### Trecho do texto:
================

Por Edmilson Siqueira
Sarah McKenzie nasceu na Austrália, numa cidade chamada
Bendigo que, em 2016, tinha 92 mil habitantes. Ali, a partir dos cinco aninhos,
começou a ter aulas de piano. Quando tinha nove, um professor apresentou a ela
o rock, o blues e o boogie-woogie. Aos 15 anos ela ouviu um disco de Oscar
Peterson - "Night Train" - e aconteceu o que ela chamou de momento da
virada. "Era uma música tão alegre que eu soube na hora que era aquilo que
eu queria fazer na minha vida".
Ela também gostava de Gene Harris e Ahmad Jamal desde o
início, mas foi se tornando uma pianista de jazz muito habilidosa e uma cantora
altamente atraente. Por cerca de cinco anos, ela trabalhou semanas inteiras
tocando em clubes, hotéis e casamentos, construindo seu repertório e seu estilo
musical individual.

================

### Registros de dados:
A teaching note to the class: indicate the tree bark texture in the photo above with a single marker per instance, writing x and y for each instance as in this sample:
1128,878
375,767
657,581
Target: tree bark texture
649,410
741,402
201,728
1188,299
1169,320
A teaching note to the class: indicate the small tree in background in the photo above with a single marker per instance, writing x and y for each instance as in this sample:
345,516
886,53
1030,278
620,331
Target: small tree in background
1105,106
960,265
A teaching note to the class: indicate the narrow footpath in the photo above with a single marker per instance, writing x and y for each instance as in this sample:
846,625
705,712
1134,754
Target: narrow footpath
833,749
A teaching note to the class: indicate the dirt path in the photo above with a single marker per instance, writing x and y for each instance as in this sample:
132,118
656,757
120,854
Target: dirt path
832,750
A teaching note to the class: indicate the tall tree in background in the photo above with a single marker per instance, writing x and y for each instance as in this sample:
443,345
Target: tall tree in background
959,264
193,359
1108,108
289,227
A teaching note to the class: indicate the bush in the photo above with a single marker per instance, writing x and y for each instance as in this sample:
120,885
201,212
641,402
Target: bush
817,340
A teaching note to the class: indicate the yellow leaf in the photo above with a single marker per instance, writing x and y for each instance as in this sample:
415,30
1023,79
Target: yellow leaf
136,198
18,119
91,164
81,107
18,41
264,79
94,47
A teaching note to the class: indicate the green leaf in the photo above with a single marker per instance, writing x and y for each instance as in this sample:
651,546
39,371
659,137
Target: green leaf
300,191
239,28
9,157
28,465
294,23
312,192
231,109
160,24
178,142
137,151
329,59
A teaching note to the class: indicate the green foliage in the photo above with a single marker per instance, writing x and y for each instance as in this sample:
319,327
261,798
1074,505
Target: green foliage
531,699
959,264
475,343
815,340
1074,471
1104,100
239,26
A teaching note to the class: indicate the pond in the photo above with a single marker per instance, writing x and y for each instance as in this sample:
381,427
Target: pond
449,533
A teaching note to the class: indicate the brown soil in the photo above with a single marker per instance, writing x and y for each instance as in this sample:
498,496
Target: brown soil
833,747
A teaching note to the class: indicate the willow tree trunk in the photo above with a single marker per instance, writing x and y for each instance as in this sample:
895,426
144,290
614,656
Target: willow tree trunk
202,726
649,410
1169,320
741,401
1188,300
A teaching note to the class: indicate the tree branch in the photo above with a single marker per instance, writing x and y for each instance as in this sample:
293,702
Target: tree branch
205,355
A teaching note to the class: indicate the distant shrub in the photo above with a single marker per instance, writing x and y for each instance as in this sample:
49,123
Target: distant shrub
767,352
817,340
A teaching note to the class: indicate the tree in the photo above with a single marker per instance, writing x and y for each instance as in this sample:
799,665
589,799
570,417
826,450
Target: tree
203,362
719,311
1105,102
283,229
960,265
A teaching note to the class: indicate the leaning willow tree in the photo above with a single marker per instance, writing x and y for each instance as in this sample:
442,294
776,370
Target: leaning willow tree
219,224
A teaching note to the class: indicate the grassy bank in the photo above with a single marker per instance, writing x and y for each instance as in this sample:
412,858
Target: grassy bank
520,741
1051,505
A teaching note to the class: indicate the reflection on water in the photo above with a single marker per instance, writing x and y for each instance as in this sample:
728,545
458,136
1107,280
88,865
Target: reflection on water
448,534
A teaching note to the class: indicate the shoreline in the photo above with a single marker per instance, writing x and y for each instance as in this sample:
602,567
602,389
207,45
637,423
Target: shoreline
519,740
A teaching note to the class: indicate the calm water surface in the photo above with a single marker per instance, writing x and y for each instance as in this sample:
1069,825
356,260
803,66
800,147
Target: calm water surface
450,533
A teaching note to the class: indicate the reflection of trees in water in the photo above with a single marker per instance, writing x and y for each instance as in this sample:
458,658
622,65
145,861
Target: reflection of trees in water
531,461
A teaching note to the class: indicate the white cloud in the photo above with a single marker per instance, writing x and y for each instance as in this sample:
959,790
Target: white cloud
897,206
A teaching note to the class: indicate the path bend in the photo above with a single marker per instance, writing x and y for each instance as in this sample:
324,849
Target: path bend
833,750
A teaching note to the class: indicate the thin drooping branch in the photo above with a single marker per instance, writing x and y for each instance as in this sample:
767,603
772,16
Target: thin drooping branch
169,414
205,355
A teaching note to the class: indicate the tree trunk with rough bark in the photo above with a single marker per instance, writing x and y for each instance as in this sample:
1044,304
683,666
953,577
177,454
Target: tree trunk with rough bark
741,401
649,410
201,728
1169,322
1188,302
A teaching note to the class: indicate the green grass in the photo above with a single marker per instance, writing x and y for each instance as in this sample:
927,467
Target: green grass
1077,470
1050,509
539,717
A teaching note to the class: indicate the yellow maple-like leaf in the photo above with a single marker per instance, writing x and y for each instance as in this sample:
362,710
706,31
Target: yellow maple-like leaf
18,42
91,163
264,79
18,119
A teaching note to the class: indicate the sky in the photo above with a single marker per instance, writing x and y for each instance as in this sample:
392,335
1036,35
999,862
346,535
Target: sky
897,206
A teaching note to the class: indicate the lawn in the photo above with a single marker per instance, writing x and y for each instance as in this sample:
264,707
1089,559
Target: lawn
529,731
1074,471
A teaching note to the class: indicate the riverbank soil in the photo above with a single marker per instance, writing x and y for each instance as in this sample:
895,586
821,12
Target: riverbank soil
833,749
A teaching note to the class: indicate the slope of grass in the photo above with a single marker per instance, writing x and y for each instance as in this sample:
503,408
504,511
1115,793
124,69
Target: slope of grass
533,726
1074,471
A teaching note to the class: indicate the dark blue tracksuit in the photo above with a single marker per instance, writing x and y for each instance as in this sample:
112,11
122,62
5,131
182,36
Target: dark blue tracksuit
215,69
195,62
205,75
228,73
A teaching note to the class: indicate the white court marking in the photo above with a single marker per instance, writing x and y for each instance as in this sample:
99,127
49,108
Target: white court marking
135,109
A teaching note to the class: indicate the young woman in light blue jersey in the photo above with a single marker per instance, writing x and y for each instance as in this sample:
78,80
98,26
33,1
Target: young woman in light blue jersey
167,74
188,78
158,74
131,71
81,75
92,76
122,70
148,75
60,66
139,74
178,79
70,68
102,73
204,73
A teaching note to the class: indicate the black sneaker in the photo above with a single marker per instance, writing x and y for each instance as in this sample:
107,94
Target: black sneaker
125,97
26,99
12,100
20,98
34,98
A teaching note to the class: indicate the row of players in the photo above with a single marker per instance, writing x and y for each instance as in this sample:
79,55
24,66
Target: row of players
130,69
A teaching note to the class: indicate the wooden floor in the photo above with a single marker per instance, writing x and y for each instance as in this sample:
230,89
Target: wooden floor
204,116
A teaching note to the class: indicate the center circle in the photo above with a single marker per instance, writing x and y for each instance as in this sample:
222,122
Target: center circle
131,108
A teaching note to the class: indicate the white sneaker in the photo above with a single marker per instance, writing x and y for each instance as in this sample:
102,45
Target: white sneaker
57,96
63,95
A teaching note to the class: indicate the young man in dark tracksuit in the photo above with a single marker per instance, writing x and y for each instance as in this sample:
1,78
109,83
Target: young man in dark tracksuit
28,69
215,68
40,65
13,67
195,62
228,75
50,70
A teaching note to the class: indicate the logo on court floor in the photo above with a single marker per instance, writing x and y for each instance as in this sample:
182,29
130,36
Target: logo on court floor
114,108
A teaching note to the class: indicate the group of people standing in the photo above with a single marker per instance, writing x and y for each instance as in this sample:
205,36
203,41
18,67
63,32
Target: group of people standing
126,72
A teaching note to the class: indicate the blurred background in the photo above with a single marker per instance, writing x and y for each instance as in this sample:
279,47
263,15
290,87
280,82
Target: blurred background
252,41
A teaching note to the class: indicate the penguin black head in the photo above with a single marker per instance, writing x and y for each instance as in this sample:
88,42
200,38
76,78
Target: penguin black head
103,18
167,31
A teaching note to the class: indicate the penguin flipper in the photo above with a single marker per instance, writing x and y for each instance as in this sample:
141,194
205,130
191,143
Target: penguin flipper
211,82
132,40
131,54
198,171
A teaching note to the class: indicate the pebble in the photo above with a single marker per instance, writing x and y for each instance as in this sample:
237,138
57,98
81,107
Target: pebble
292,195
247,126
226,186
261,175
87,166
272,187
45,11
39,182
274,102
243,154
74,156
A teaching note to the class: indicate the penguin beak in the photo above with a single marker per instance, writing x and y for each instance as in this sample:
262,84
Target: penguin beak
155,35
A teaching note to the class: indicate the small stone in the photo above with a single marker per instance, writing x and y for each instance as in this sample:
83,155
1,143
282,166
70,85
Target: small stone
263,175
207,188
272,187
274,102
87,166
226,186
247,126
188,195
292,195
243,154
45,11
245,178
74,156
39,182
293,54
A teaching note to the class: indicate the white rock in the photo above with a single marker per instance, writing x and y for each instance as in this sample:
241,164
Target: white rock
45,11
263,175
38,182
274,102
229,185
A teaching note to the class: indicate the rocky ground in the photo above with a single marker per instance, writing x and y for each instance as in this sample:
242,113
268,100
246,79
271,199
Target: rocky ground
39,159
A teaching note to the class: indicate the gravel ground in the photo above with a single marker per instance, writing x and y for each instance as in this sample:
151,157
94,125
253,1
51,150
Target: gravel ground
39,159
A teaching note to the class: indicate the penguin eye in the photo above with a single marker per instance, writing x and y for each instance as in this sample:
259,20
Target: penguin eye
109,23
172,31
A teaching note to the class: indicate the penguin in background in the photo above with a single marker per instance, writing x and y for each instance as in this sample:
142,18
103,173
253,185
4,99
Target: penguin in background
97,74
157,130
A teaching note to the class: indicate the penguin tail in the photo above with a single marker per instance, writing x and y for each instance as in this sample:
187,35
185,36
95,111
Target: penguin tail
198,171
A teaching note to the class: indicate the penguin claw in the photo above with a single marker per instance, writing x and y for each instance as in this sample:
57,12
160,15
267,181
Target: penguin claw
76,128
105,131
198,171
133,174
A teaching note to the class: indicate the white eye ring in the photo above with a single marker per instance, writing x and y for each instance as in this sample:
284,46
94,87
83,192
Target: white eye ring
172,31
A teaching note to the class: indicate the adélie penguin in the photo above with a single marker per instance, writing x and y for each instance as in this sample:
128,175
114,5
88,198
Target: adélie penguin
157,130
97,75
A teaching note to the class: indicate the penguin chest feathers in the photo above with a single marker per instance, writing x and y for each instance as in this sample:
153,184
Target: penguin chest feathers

================

### Enunciado:
No texto sobre Sarah McKenzie, reescreva a passagem de "Ela também gostava" até "musical individual.", substituindo "hotéis" por "bares".

### Solução da tarefa:
Ela também gostava de Gene Harris e Ahmad Jamal desde o
início, mas foi se tornando uma pianista de jazz muito habilidosa e uma cantora
altamente atraente. Por cerca de cinco anos, ela trabalhou semanas inteiras
tocando em clubes, bares e casamentos, construindo seu repertório e seu estilo
musical individual.